__EXCERPT TO READ__
The University of Newcastle, Australia

Inverted device structure organic solar cells with nanoparticulate active layer

Inverted device structure organic solar cells with nanoparticulate active layer

The purpose of my project is to rectify two specific problems with OPV devices in order to allow large scale production. The first of these is that the lifetime of the devices is currently too short to be practicable. The remedy that has been proposed is the use of a different structure. The structure of the device determines which materials can be used and the ways in which the layers interact. The image below shows the two most heavily researched structures. The standard structure, in a), was most widely used until recently. However, the inverted structure, in b), has been observed to have a longer lifetime. The use of the inverted structure allows more stable materials to be used in the electrodes and layers.

The other problem is the use of chlorinated solvents, such as chloroform, in the active layer. The active layer in an OPV generally consists of a conjugated polymer and fullerene mixture deposited from a chlorinated solvent. This presents problems when considering large scale production for a number of reasons. Chlorinated solvents are volatile and can pose a wide variety of health and safety issues, they are expensive driving the cost of OPV devices up significantly and they can also be harmful to the environment. This project aims to incorporate a water-based active layer, made with polymer nanoparticles, into an inverted device structure in order to remove these problems. This is the first time this has been attempted.

__ASSIGNED TASK 1__
According to the project description, which device structure has been observed to have a longer lifetime?
__ASSIGNED TASK 2__
Extract, word for word, the portion of the project description between "The other problem" and "has been attempted.", inclusive.
Rely on nothing but the project description when you respond.

__AVAILABLE DATA__

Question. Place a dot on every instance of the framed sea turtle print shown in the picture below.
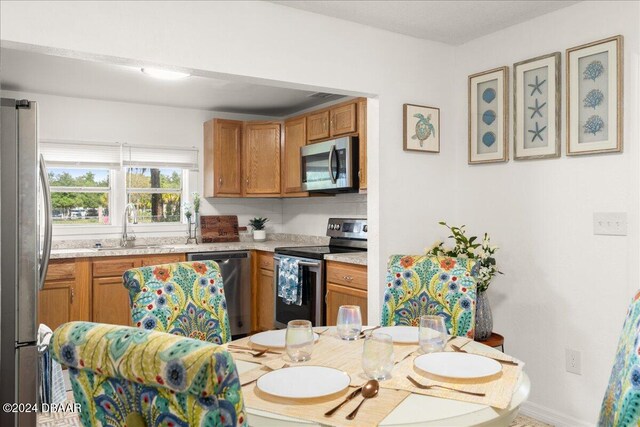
(594, 97)
(536, 108)
(421, 128)
(488, 112)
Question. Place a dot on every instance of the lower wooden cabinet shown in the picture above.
(65, 294)
(263, 292)
(346, 285)
(91, 289)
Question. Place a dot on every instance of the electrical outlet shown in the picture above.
(573, 361)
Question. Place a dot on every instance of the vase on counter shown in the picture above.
(259, 235)
(484, 318)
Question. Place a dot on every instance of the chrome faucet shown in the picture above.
(125, 239)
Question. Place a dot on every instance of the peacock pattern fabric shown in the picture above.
(429, 285)
(185, 298)
(125, 376)
(621, 403)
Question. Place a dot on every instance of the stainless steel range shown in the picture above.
(347, 235)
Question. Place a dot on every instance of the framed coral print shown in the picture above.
(421, 128)
(536, 108)
(594, 97)
(488, 112)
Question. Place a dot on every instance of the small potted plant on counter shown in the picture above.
(259, 233)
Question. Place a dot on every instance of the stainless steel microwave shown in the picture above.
(330, 166)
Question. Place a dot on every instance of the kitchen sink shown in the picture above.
(126, 248)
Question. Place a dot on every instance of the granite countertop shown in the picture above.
(85, 249)
(359, 258)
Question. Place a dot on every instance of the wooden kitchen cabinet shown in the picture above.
(65, 294)
(263, 292)
(294, 139)
(222, 158)
(362, 143)
(343, 119)
(318, 126)
(346, 285)
(261, 164)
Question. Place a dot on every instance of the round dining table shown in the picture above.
(416, 409)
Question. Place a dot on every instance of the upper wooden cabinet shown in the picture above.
(222, 158)
(261, 163)
(318, 126)
(343, 119)
(295, 131)
(362, 143)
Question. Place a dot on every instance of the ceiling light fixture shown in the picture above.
(164, 74)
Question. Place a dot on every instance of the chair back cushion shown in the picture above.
(185, 298)
(419, 285)
(120, 374)
(621, 404)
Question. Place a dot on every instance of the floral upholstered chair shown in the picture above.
(184, 298)
(124, 376)
(419, 285)
(621, 404)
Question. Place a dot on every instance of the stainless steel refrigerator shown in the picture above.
(25, 235)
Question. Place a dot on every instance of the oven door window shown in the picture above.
(306, 311)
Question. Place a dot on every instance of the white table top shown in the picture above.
(417, 409)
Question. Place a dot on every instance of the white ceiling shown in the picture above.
(36, 72)
(451, 22)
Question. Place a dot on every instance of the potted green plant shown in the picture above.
(483, 253)
(258, 224)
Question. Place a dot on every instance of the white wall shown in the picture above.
(264, 41)
(563, 287)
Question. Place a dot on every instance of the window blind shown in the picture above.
(159, 157)
(82, 153)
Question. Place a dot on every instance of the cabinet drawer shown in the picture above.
(354, 276)
(162, 259)
(265, 260)
(61, 270)
(113, 267)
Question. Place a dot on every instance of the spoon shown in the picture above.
(369, 390)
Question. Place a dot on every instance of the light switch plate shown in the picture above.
(610, 223)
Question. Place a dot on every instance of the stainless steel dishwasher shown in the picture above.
(235, 267)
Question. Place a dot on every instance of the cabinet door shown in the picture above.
(110, 301)
(338, 295)
(362, 143)
(227, 154)
(262, 159)
(54, 303)
(266, 300)
(318, 126)
(295, 132)
(343, 120)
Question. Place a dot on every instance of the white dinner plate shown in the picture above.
(303, 382)
(457, 365)
(273, 339)
(401, 334)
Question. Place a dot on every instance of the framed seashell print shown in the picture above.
(488, 112)
(536, 108)
(421, 128)
(594, 97)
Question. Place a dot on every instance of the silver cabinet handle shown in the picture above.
(48, 225)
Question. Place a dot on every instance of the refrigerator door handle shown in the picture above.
(48, 225)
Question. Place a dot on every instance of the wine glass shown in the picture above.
(349, 322)
(377, 356)
(432, 333)
(299, 340)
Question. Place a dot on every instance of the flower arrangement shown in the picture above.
(465, 246)
(258, 223)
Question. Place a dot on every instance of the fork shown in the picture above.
(427, 387)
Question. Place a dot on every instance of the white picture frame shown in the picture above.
(594, 97)
(536, 108)
(488, 113)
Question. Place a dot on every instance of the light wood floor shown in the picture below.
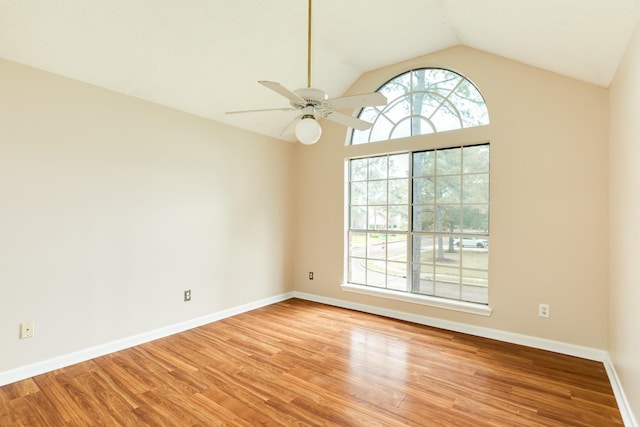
(302, 363)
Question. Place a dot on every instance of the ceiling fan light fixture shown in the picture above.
(308, 130)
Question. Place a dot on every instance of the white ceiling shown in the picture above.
(205, 56)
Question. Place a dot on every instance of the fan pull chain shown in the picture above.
(309, 47)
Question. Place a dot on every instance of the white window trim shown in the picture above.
(462, 306)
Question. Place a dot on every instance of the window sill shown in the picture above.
(465, 307)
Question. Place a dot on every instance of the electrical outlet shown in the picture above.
(543, 310)
(26, 330)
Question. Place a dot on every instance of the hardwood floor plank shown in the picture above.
(308, 364)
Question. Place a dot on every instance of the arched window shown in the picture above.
(418, 220)
(423, 101)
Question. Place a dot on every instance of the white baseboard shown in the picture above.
(623, 404)
(38, 368)
(529, 341)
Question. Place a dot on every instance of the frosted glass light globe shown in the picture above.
(308, 131)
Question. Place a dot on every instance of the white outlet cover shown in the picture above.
(26, 330)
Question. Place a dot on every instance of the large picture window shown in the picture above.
(419, 222)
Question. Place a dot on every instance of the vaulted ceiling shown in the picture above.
(206, 56)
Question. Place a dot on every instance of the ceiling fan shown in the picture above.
(315, 104)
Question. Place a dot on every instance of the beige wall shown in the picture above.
(624, 190)
(110, 207)
(549, 184)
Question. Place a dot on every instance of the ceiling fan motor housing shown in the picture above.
(313, 97)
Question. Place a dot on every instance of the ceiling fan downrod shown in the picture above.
(309, 46)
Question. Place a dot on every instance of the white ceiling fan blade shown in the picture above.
(261, 110)
(291, 127)
(358, 101)
(345, 120)
(277, 87)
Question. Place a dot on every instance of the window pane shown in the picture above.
(448, 189)
(424, 218)
(402, 129)
(448, 161)
(359, 169)
(376, 246)
(399, 166)
(377, 168)
(476, 188)
(476, 257)
(476, 159)
(424, 163)
(449, 219)
(382, 130)
(358, 218)
(475, 219)
(377, 193)
(358, 193)
(357, 243)
(376, 273)
(423, 249)
(397, 276)
(397, 247)
(447, 117)
(424, 190)
(377, 217)
(424, 101)
(398, 218)
(398, 191)
(398, 109)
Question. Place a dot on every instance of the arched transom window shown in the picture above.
(423, 101)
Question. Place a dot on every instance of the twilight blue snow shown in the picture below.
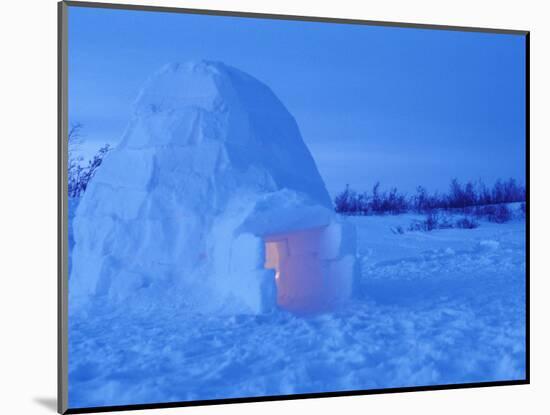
(207, 257)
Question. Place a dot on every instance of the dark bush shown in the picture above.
(463, 198)
(466, 223)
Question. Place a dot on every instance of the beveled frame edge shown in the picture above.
(230, 13)
(62, 209)
(62, 399)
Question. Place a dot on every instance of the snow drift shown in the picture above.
(212, 201)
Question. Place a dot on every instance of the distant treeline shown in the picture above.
(459, 196)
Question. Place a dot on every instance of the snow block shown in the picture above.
(210, 171)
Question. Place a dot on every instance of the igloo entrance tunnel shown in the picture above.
(211, 201)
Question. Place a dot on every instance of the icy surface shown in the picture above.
(210, 164)
(447, 306)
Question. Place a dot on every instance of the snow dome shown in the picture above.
(212, 201)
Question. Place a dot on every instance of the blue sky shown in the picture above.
(395, 105)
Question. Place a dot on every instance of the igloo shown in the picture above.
(210, 201)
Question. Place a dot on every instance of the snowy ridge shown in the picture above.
(209, 164)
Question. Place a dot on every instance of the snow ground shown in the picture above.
(439, 307)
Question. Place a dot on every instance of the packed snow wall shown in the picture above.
(211, 168)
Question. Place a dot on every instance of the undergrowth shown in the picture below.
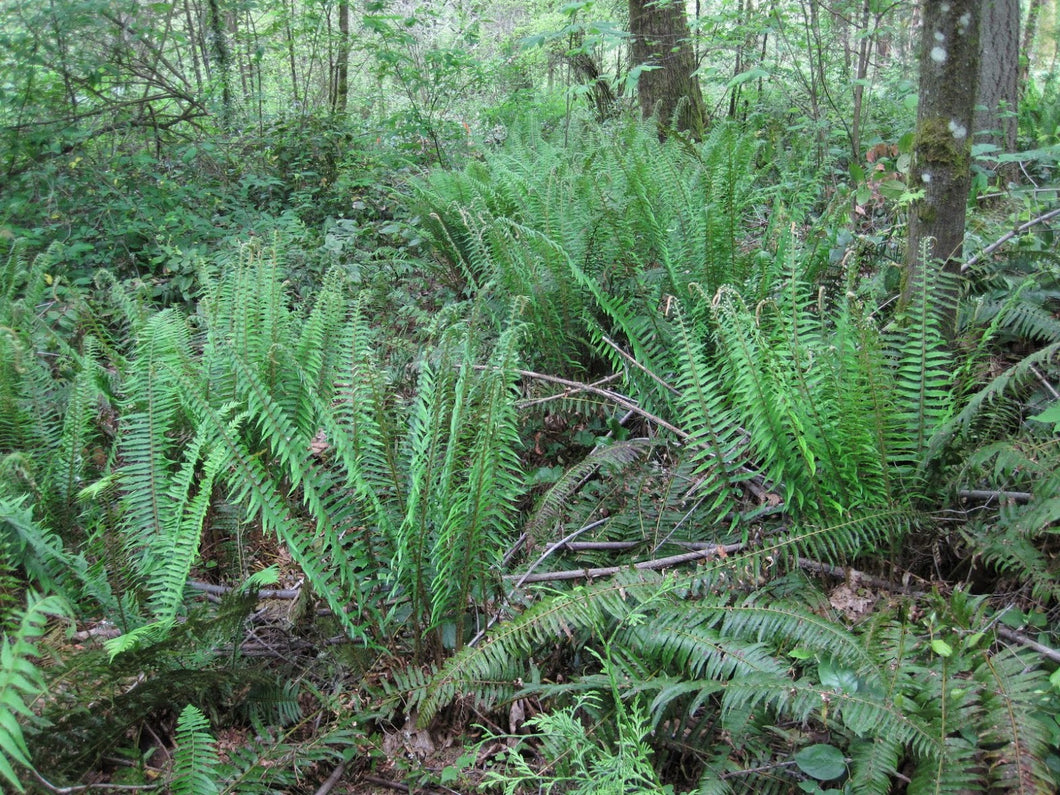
(597, 505)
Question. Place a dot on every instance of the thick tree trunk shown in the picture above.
(941, 163)
(999, 77)
(669, 87)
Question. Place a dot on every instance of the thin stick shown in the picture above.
(588, 573)
(640, 367)
(621, 400)
(992, 496)
(331, 780)
(1009, 235)
(1045, 383)
(876, 582)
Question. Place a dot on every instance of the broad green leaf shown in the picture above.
(820, 761)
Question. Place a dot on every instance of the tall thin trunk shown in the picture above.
(864, 50)
(193, 37)
(1027, 46)
(941, 162)
(222, 58)
(342, 58)
(999, 78)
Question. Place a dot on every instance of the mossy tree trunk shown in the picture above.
(941, 162)
(221, 57)
(669, 86)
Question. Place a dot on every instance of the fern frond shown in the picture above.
(195, 759)
(1016, 738)
(20, 678)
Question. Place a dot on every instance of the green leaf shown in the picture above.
(820, 761)
(1049, 417)
(941, 648)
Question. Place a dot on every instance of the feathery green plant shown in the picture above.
(20, 679)
(195, 759)
(642, 218)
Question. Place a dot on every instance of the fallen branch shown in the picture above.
(1009, 235)
(590, 573)
(877, 582)
(263, 594)
(992, 496)
(330, 782)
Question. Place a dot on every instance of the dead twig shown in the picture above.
(1009, 235)
(590, 573)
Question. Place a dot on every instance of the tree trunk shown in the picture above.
(668, 87)
(949, 71)
(222, 59)
(342, 59)
(601, 98)
(999, 78)
(1026, 49)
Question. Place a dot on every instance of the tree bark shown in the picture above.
(999, 77)
(222, 59)
(669, 87)
(342, 59)
(941, 162)
(601, 98)
(1026, 49)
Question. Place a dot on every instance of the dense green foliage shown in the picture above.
(348, 416)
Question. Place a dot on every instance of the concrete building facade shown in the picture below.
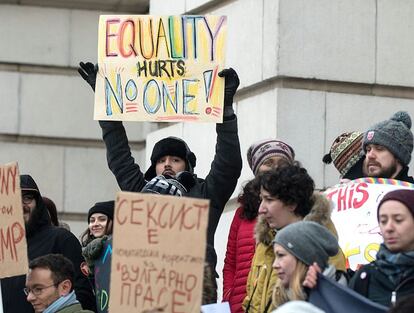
(309, 70)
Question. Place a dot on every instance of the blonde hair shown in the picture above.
(295, 290)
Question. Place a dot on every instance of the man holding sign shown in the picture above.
(388, 146)
(172, 155)
(43, 238)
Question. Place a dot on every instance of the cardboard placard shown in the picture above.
(158, 253)
(160, 68)
(13, 247)
(355, 216)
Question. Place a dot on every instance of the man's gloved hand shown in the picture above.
(88, 72)
(231, 82)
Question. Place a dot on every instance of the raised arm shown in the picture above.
(118, 153)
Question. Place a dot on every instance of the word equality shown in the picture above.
(166, 37)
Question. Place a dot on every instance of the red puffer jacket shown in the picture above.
(239, 254)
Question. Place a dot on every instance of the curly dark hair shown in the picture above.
(249, 198)
(291, 184)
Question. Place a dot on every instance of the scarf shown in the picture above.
(397, 266)
(62, 302)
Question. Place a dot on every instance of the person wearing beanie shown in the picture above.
(347, 156)
(44, 238)
(100, 221)
(172, 155)
(391, 276)
(388, 146)
(266, 154)
(287, 196)
(262, 156)
(298, 246)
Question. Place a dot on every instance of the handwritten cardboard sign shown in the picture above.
(158, 253)
(355, 216)
(160, 68)
(13, 247)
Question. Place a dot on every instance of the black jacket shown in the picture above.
(372, 283)
(42, 239)
(218, 185)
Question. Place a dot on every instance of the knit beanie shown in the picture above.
(171, 146)
(308, 241)
(394, 134)
(165, 185)
(405, 196)
(106, 208)
(259, 151)
(345, 152)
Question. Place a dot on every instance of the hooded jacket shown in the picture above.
(43, 238)
(218, 185)
(262, 278)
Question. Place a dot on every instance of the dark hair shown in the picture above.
(51, 208)
(249, 198)
(60, 266)
(291, 184)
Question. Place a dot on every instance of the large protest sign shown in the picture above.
(355, 216)
(160, 68)
(13, 247)
(158, 253)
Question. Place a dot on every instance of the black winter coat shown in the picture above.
(373, 284)
(44, 239)
(218, 185)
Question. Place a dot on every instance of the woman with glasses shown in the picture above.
(391, 276)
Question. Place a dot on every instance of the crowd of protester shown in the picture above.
(281, 238)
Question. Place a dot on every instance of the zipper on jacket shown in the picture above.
(394, 293)
(393, 297)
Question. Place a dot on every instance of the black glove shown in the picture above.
(231, 82)
(88, 72)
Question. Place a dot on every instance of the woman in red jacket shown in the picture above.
(262, 156)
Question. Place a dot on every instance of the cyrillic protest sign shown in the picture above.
(13, 247)
(160, 68)
(158, 253)
(355, 216)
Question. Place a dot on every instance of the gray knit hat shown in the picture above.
(394, 134)
(308, 241)
(261, 150)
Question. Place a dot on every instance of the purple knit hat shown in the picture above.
(260, 151)
(405, 196)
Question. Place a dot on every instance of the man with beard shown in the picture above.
(43, 238)
(172, 156)
(388, 146)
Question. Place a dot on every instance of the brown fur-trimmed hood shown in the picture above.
(320, 213)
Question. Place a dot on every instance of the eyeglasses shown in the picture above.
(37, 290)
(27, 199)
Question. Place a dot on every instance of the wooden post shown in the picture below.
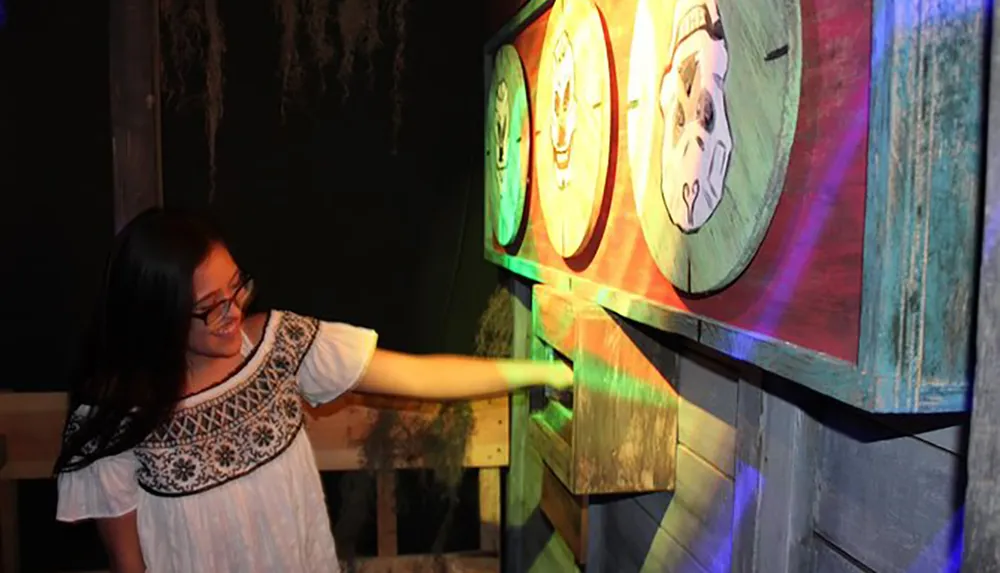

__RESULT 1__
The inverted structure.

__RESULT 2__
The other problem is the use of chlorinated solvents, such as chloroform, in the active layer. The active layer in an OPV generally consists of a conjugated polymer and fullerene mixture deposited from a chlorinated solvent. This presents problems when considering large scale production for a number of reasons. Chlorinated solvents are volatile and can pose a wide variety of health and safety issues, they are expensive driving the cost of OPV devices up significantly and they can also be harmful to the environment. This project aims to incorporate a water-based active layer, made with polymer nanoparticles, into an inverted device structure in order to remove these problems. This is the first time this has been attempted.